WHAT THE TASK REQUIRES >> Count the lines of the material below that contain the word "people", and state only the resulting number.

┌────────

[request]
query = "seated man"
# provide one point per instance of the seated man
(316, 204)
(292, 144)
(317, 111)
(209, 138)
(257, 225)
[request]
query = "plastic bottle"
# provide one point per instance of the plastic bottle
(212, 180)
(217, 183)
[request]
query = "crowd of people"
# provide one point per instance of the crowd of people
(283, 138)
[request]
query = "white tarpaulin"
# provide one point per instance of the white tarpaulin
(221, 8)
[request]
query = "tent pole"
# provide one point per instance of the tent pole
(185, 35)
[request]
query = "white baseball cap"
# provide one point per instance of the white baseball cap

└────────
┌────────

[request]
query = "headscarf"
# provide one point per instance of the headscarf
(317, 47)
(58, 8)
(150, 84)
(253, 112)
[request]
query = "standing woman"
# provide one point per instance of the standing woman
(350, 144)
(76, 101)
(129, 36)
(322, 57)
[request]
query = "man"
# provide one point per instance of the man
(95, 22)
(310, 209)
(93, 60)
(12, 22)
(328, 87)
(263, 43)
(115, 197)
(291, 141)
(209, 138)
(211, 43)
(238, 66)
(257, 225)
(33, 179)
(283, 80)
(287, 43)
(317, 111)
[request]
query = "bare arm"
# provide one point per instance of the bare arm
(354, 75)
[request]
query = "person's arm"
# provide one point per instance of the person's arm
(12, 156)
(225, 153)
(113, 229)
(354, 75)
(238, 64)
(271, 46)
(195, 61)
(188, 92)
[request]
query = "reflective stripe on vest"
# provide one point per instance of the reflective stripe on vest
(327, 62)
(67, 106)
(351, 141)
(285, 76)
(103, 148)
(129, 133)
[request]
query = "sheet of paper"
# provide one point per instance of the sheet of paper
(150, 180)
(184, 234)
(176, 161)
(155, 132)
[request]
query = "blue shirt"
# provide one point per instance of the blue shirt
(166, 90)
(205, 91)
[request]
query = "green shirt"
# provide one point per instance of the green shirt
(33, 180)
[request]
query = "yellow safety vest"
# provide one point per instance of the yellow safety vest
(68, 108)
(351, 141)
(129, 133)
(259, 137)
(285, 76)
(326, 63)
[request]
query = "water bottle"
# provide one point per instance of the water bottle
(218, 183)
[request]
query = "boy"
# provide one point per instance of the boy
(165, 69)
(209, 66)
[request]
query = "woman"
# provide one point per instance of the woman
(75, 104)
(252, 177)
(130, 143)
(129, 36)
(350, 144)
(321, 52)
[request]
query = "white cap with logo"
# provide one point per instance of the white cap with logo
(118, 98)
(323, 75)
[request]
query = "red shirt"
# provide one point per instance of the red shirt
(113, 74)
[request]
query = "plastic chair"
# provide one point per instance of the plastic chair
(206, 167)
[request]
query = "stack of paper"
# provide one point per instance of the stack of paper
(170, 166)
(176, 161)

└────────
┌────────

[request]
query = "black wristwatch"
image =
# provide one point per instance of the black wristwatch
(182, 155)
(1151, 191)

└────────

WRITTEN REPLY >> 2